Give the data again exactly, without images.

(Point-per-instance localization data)
■ ■ ■
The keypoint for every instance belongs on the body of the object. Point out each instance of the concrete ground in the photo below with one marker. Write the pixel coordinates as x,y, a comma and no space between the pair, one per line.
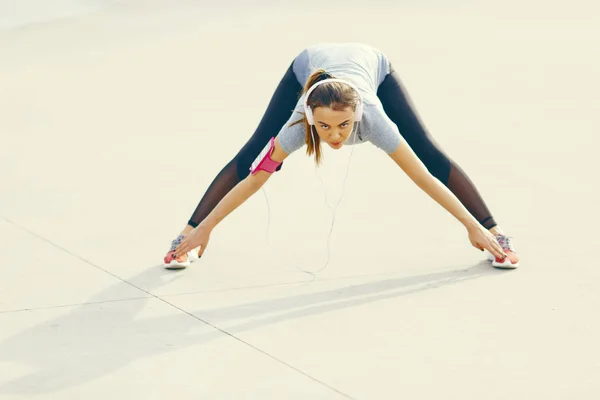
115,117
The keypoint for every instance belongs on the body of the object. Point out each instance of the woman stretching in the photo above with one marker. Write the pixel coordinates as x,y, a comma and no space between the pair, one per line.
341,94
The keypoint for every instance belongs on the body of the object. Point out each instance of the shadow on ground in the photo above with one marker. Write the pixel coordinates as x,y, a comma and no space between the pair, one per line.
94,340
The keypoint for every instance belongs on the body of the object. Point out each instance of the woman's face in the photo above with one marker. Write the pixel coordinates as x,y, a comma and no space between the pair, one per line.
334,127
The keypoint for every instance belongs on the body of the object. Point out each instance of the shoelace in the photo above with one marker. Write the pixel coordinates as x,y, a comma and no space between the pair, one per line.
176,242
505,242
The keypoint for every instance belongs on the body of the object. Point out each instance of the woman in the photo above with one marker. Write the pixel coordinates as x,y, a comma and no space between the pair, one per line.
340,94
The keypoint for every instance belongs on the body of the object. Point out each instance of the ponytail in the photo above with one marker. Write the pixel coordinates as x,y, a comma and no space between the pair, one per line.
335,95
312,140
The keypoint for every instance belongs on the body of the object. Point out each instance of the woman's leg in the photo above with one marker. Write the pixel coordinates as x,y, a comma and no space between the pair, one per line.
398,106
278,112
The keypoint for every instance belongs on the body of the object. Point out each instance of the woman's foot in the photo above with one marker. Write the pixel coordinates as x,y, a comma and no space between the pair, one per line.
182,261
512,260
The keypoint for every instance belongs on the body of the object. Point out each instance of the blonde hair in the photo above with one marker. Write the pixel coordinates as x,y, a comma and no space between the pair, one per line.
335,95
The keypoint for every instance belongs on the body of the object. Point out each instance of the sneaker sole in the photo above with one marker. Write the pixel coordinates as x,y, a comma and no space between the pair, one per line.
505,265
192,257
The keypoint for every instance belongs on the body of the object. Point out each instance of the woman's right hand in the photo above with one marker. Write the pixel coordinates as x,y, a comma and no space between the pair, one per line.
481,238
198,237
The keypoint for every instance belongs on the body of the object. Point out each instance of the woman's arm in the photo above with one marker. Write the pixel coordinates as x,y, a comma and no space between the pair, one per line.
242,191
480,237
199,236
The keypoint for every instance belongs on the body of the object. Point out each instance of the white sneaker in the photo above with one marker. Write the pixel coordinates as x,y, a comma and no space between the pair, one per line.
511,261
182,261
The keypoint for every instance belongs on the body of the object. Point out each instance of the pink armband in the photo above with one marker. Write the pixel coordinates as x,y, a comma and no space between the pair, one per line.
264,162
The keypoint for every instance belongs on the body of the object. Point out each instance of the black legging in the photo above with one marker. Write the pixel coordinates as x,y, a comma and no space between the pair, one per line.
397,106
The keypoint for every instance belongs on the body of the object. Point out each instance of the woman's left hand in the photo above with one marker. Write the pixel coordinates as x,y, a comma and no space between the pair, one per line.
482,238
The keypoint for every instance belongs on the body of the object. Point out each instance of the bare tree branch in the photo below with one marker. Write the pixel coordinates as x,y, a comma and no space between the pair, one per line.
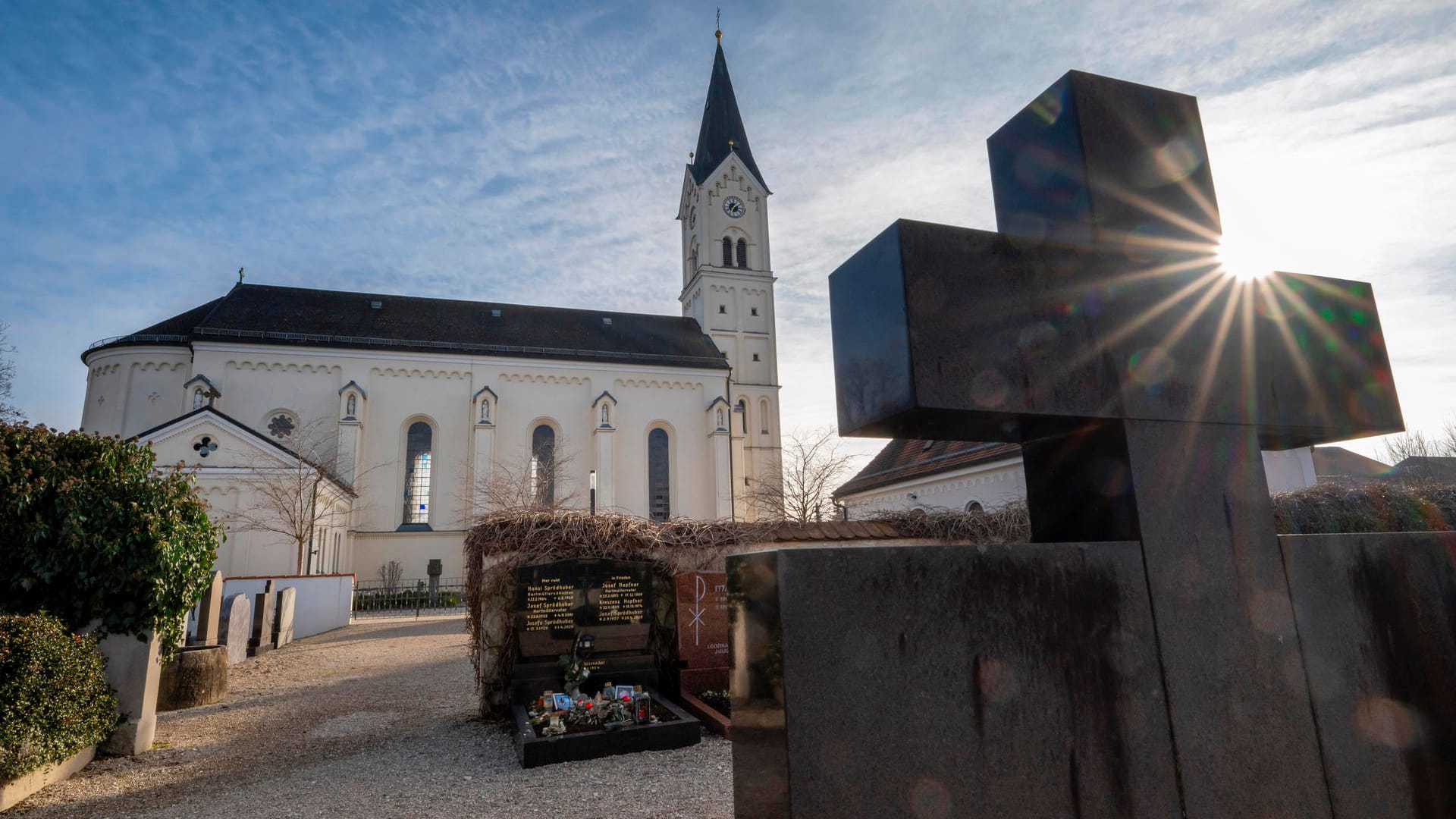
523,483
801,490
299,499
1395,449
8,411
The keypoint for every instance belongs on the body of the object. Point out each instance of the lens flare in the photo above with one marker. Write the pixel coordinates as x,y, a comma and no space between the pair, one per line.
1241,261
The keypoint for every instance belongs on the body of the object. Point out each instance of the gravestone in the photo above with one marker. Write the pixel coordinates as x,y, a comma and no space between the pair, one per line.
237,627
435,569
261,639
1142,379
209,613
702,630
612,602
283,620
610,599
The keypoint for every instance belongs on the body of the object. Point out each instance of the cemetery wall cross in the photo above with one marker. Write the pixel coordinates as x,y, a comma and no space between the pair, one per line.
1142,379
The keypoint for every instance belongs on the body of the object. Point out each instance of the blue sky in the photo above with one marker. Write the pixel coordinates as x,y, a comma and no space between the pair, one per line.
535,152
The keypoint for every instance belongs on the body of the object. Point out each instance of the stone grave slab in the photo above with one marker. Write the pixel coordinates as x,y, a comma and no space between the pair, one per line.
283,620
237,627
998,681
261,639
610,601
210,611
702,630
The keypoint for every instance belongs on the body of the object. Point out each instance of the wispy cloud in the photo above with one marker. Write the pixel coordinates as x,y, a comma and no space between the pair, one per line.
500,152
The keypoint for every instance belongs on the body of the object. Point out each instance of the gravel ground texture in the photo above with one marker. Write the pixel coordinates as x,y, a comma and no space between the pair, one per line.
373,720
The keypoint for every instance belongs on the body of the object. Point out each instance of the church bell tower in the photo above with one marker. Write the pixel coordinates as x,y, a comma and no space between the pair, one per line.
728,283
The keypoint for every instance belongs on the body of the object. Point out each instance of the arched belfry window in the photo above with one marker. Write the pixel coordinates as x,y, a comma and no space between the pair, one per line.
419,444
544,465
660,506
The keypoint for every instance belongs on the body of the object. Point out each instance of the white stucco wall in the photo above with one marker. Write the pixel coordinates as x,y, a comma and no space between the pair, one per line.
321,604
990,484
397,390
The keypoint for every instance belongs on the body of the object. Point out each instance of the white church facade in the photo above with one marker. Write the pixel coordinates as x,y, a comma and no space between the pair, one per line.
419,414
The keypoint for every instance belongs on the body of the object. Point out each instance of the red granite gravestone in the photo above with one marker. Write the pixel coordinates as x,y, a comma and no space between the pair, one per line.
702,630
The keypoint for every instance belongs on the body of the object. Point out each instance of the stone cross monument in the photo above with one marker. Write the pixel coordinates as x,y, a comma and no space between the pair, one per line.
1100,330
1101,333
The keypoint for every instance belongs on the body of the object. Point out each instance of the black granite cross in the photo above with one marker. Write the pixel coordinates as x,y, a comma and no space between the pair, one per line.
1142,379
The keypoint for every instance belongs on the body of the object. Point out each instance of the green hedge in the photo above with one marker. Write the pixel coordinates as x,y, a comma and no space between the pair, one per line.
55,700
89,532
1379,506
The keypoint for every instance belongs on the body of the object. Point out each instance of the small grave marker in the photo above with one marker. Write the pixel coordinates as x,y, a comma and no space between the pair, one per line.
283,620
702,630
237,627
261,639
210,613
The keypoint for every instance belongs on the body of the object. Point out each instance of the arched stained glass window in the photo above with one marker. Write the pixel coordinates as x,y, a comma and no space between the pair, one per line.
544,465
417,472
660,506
■ ■ ■
* **RESULT OF THIS EXERCISE**:
The keypoint for every instance belongs on the body of the object. Point out each instance of the concrete ground in the photo below with one marker. Write the pixel coordinates as x,y, a comma and no space between the pair, one per line.
115,117
The keypoint for every instance belongs on the body of the object. Point out each instance of the woman stretching in the photo above with one marker. Write the pixel coordinates as x,y, a comma and no space between the pair, one per line.
341,94
The keypoint for every instance belongs on the body of the object. Point out each instance of the shadow on ground in the photo above with one marker. Write the pixel coordinates as x,y, a comma and no space between the pair, one per line.
94,340
The keypoint for every instance belongs on the body of the object. Point out each instance of the woman's face in the photo above with one marker. Write the pixel coordinates as x,y, a comma and no space between the pair, one per line.
334,127
The keypoint for every instance belongs on the body of the object. Point out each instance of the shoelace in the photo above with one marker. Write the pixel coordinates as x,y, a comma and no space between the pair, one per line.
176,242
505,242
The keypoint for every instance belongs on the body of the object. Point out each instance of the woman in the photo above with one marker. Write the pixel coordinates as x,y, a comma and no space between the pair, one per line.
340,94
The keypoint for every instance belongs on the body of the object. Point out each instance of the ponytail in the photo above with one marker. Write the pixel coordinates as x,y, a comma and no space between the pair, one per line.
335,95
312,140
The keypoint for every instance belongs on the body of the object. Point out each instance of the woman's leg in the photo above with one marker. Write the pixel coordinates as x,y, a comma and no space between the pair, one per line.
398,106
278,112
The keypoint for every instance belongs on the body of the object. Point out each instance of the woman's foot in the photo above with one marker. Write the pixel coordinates as x,y, a comma and no space between the pair, one per line.
182,261
512,260
The keypoint for every instance belongs on the body of the object. Point out each instance of the blonde hair in the photo above with one marker. Write the pixel coordinates as x,y, a comma and no space between the pair, one per line.
335,95
The keypoint for every instance belongs on the body of the object. Point out each instance of the sneaker sole in the photo above with one marker. Write the pixel coordinates as x,y, a comma and no space between the pair, one per line.
505,265
192,257
The keypoint for every instance belongs on the body of the object. Point out each instance of the woman's right hand in the photo above with one marker. Write the pixel coordinates as x,y, a comma and no space between the pair, one per line.
481,238
198,237
The keypoint for every instance belongs on the body of the object. Point out each instance of the woman's arm in the photo above with one marker. Write the pixel coordinates as x,y, a comma and no space between the pair, one per line.
242,191
480,237
199,236
The keypoint for every instance belongs on the body of the object. Point out each instance of the white sneaker in the photo above with one marker. Write the pixel coordinates as x,y, a comma and no space between the pair, one per line.
511,261
182,261
The keypoint for every instance belongs on the body of the object. Point out each instance of the pink armband in the photo above with one marker. Write the pixel coordinates as x,y, a comma and no space between the pair, one per line.
264,162
The keypoint for every instance belongs on the body of the object. Point out each instance of the black legging in the photo above with one marker. Write the pixel coordinates as x,y, a comma and no space between the pair, one per line.
397,106
The keypoint for every instance belongs on the body of the object. Point out each instance of the woman's left hand in the photo above with one marker. Write the pixel coordinates as x,y, a comma and no space between the pair, one per line.
482,238
The keypoint for every instance belongs on the body of the object. Point out each instance of the bare tree branch in the photo below with one marker. Write the pixel coordinates as x,y, a comma and no space between the pair, one per line.
523,483
801,490
299,499
1395,449
8,411
The keypoint for every instance belongs on the body of the object. Point out each instance of the lens flare in the photo above with one marker. Write the pixel coordinates as x,y, a comma and no space between the pair, one per line.
1241,261
The keypoint for every instance belongs on the body of the object. Point out each instance of the gravestone in the photo above with one marker. Write the pixel coordinates as x,y, a comma and no space between the pair, one per line.
237,627
435,569
261,639
1142,379
209,613
702,630
612,602
283,620
610,599
The keypoint for every instance belongs on the body of the object. Point out each instance of the cemetery wall cross in the photo above with one marker. Write the pixel coordinates as x,y, a comma and no space between the pair, one per line.
1142,379
The keypoint for every instance belongs on the body of the object. Point out each instance of the blue sky in the photo above with one marker. Write the pixel coordinates as x,y, a comma and no space between the pair, one per line.
535,152
The keypoint for every instance belongs on the body of the object. Point out each instance of the stone grave slab in the photo above with one marker. Write the pixel coordinates as x,y, a comma and no space between the pair, one per line.
283,620
237,627
998,681
261,639
610,601
210,611
702,630
The keypoint for every instance belongs on the body of the object. Point out each instance of the wispy cloud in the photo above with one marker. Write the pixel coordinates as x,y, a comma and no space between the pair, one per line.
500,152
The keypoint for every instance belongs on the body of the object. Point out each instance of the gravel ground texture in the photo above with one marker. Write the pixel coordinates as x,y, a comma and no space between the pair, one per line.
373,720
The keypoint for every instance belongs on the body of the object. Point out each instance of the church bell tower in the photo above with one marker. Write the pixel coordinates as x,y, a comma and no space between the pair, one per line.
728,283
The keypoint for every instance belongs on the body of the object. Point out each instance of the arched belfry window in the photo above with one marker. Write the pixel coordinates as x,y, a comma and no space between the pair, one per line.
419,444
544,465
660,506
The keypoint for every instance belongs on the body of the object. Point out each instance of the white stucco wall in the photo above with one marker. Write the pixel coordinates as x,y, a comma and no space between the pair, one per line.
321,604
990,484
397,390
The keypoint for every instance belongs on the body of the object. Point out each instance of the white church facade in the photo above with one marker. Write the pixel coordinates as x,y, a comma and no space between the pair, one per line.
419,414
The keypoint for every instance belongs on the body of the object. Point out each instance of the red granite gravestone in the photo above with one marker. Write the pixel coordinates as x,y, a comma and no space between the pair, one per line.
702,630
The keypoint for every instance belongs on the body of the object. Point out each instance of the stone cross monument in the photo above with one marker. Write the pixel coordinates as x,y, a comma and no space between the pair, one per line.
1100,330
1101,333
The keypoint for every instance belongs on the body of the object. Point out each instance of the black granite cross in the photo above with one marker. Write the pixel coordinates as x,y, a comma and no space between the pair, one per line.
1142,379
The keypoint for every instance belongs on the body of the object. Point out each instance of the green hedge in the photo above with one marker. Write the pixel coordinates as x,y, a comma and no space between the pair, one per line.
55,700
89,532
1379,506
The keypoint for every instance belongs on the body of the object. Point out each instance of the small grave marker in the photo above with one marker. Write the pixel coordinates as x,y, a comma and no space between the pair, one per line.
283,620
702,630
237,627
261,639
210,613
The keypoint for every instance belongs on the body of the object. Point out each instance of the arched stained glass window in the photo above with one marker. Write the pixel coordinates as x,y, a comma and no space between the pair, one per line.
544,465
417,472
660,506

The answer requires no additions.